Reproduce every one of the entries below word for word, but omit the pictures.

======== Provided records

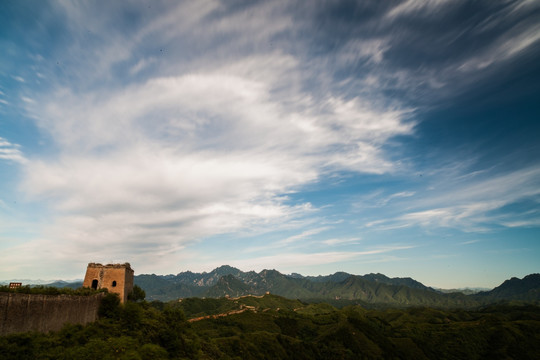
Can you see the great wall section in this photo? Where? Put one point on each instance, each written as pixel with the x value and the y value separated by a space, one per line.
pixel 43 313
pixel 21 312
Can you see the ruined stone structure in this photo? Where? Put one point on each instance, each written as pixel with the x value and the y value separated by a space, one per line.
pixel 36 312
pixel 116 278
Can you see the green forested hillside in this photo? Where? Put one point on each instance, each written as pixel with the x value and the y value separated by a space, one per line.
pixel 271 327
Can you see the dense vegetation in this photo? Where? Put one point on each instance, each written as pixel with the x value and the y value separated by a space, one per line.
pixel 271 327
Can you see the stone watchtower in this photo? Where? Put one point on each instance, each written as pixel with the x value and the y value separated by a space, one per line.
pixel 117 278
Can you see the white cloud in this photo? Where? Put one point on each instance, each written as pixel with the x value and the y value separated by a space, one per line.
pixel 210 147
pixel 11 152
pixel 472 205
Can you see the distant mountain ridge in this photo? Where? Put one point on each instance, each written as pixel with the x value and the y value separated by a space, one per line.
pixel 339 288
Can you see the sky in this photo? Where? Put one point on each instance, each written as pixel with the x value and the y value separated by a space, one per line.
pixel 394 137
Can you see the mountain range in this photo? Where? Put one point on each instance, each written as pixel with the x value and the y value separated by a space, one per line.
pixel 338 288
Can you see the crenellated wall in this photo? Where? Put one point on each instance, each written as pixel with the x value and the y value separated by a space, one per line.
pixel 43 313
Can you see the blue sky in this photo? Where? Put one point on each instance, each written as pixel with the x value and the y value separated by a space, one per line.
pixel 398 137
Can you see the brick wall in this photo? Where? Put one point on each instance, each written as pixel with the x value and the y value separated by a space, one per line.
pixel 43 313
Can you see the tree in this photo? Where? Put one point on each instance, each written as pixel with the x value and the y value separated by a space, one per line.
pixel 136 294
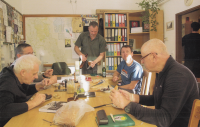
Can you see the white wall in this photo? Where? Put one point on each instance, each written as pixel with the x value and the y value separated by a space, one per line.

================

| Solution for this problem |
Can you see the great wall section in this photo? Where? Put one point on each instance, each written as pixel with the x value and the y value separated by a space, one per line.
pixel 43 313
pixel 21 312
Can you see the ruined stone structure in this photo? Where? Put one point on each instance, each written as pixel with the x value and the y value separated by a space, one per line.
pixel 36 312
pixel 116 278
Can you see the green forested hillside in this photo? Where? Put one point on each instance, each written as pixel with the x value and the y value separated by a space, one per line.
pixel 271 327
Can you see the dense vegetation in this photo? Where? Put one point on each instance, each written as pixel with the x value and the y value separated by a space, one per line.
pixel 271 327
Can you see the stone watchtower in this photo? Where? Put one point on each instance, each written as pixel with the x value and the y value separated by a space, one per line.
pixel 117 278
Can you see the white cloud in this photo? Where? Put one point on each instance, each written as pixel with the x value and the y value separated by a space, one per line.
pixel 210 147
pixel 11 152
pixel 472 205
Can you see the distant mountain ridge in this photo? Where? Put one point on each instance, each written as pixel with the x value and the y value separated by a space, one per line.
pixel 339 288
Can you see the sky in this photo? Where? Put one point on each instance, each written as pixel with the x value and the y value separated by a space, one per line.
pixel 394 137
Can you see the mountain range in this photo? Where? Put one point on each instance, each written as pixel with the x value and the y value separated by a space, one per line.
pixel 338 288
Can you see the crenellated wall in this photo? Where? Put one point on each instance, each written as pixel with the x value and the y value separated by a space, one per line.
pixel 43 313
Can you see the blue sky in this photo? Where? Put one point on each instance, each written as pixel with the x value and the y value separated by a space, one per line.
pixel 398 137
Can you see the brick wall in this photo? Where? Put one point on each instance, each written as pixel with the x value and the y value separated by a space, one per line.
pixel 43 313
Can you see the tree in this photo? Where? Put one point on each instance, each written as pixel with the x value and the y value separated by a space, one per line.
pixel 136 294
Can you see the white wall in this photo? Where? Put one point on each instance, each written as pixel with the x value and the y value separated by a space, one per line.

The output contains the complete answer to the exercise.